EXERCISE OBJECTIVE: Write out every entry exactly as it appears.

LISTED ENTRIES:
----
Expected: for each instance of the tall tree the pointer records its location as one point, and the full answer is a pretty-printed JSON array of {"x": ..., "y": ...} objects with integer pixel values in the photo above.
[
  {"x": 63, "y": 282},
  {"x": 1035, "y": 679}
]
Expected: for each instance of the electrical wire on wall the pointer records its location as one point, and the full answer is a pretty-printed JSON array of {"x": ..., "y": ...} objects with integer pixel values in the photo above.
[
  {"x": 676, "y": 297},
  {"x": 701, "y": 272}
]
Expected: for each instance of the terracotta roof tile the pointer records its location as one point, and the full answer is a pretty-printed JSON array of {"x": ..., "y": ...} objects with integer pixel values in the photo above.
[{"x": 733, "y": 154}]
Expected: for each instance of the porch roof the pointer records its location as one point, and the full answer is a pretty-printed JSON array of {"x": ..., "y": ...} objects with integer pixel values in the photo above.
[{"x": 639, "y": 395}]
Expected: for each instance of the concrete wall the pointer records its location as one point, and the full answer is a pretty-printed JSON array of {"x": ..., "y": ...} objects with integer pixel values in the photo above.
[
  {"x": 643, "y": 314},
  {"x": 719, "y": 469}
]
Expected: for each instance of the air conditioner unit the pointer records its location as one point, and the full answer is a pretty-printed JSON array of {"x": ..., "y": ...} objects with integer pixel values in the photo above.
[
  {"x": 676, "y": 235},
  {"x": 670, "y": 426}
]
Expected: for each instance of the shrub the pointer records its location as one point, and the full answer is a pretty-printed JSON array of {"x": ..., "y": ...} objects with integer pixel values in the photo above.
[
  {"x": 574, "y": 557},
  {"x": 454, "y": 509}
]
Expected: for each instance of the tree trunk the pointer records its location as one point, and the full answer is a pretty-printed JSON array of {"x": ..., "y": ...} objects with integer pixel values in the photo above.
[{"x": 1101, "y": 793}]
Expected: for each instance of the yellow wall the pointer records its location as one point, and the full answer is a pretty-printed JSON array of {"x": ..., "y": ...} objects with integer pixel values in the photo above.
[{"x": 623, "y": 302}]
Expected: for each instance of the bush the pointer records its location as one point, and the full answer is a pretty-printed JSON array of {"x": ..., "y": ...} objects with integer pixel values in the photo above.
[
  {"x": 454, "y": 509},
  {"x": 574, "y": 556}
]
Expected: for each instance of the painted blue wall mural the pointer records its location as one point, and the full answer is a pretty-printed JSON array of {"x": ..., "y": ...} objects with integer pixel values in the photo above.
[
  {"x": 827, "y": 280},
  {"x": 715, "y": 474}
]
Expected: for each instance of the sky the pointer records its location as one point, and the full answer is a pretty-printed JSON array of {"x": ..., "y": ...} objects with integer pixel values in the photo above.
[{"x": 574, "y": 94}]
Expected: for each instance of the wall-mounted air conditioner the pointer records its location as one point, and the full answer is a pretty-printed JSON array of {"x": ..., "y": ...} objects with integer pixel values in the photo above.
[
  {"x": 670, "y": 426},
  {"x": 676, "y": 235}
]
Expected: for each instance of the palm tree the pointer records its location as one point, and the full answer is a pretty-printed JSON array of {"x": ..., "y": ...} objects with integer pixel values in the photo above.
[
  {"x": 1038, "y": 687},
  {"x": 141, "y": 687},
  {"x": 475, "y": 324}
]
----
PROBLEM SOLUTION:
Expected: for each instance of the tall tree the pointer records its location as one point, and the full answer is a pretty-printed JSON array of {"x": ..., "y": ...} objects with integer pixel values in the photo above.
[
  {"x": 63, "y": 282},
  {"x": 1035, "y": 679}
]
Expected: for each instance of the electrical wire on wall the pointer records its location as one point, and the full answer is a pretty-printed JSON array of {"x": ..., "y": ...} objects with integer pixel values in the photo above.
[
  {"x": 676, "y": 297},
  {"x": 701, "y": 272}
]
Expected: for each instance of the terracotta roof tile the pointer records its location as one point, and the full answer is a pretty-printed JSON array of {"x": ..., "y": ...} objects with integer pixel values in the photo above.
[{"x": 733, "y": 154}]
Expected: for each instance of the porch roof the pointer records its location as one point, and the full answer is a pretty-printed JSON array of {"x": ..., "y": ...} objects with integer pixel values in the photo above.
[{"x": 639, "y": 395}]
Expected: for each instance of the concrete wall the pointer records its location as one point, and the full answer is a pretty-printed JSON array of {"x": ..., "y": ...} objects with integer pixel values in the photo above.
[
  {"x": 643, "y": 314},
  {"x": 719, "y": 469}
]
Expected: for each instance of the air conditioner unit the pointer records its location as one point, and the full answer is a pretty-printed JSON array of {"x": ..., "y": ...} objects with integer pixel values in the photo above.
[
  {"x": 676, "y": 235},
  {"x": 670, "y": 426}
]
Expected: for each instance of the shrub the pointer records its location as one point, and the full answer is a pretty-printed JSON array of {"x": ..., "y": ...} objects with integer pixel values in the photo above.
[
  {"x": 574, "y": 557},
  {"x": 454, "y": 509}
]
Expected: for each instance of the tree trunk the pointer records its location as one point, and the full answer is a pretty-printed JSON array of {"x": ..., "y": ...} objects with integer pixel values in the photo above.
[{"x": 1101, "y": 793}]
Expected: for each instance of the yellow wall the pointer records its location as one point, and the full answer is a pretty-printed JSON array of {"x": ..., "y": ...} objects with integer pixel values in the photo above.
[{"x": 623, "y": 302}]
Expected: for each instance of the bush the pointer records its location as one point, and the full answer is a pretty-printed JSON array of {"x": ..., "y": ...} objects with integer pixel values in the photo above.
[
  {"x": 454, "y": 509},
  {"x": 574, "y": 556}
]
Expected: for each instance of the painted blue wall mural the pointer records its location as one point, and the full answer is a pretty-printed JSON array of {"x": ..., "y": ...} objects with integer pixel values in the photo above.
[
  {"x": 827, "y": 280},
  {"x": 715, "y": 474}
]
Expected: for each instance of the sky the pointer records its location as one point, and the full answer is a pretty-printed JSON array of {"x": ..., "y": ...} objects with integer pixel values in the photo above.
[{"x": 574, "y": 94}]
Expected: for each instance of the wall-mounted air conditioner the pointer records its location as one point, and the full answer is a pretty-printed JSON array of {"x": ..., "y": ...} objects with integer pixel values in the photo above.
[
  {"x": 670, "y": 426},
  {"x": 676, "y": 235}
]
Expected: for each instance of the palm tree the pointer records its location as one point, and the full answer is a pretty-printed JSON array of {"x": ..., "y": ...} objects with integer pixel values in the photo above.
[
  {"x": 1038, "y": 687},
  {"x": 141, "y": 687},
  {"x": 475, "y": 324}
]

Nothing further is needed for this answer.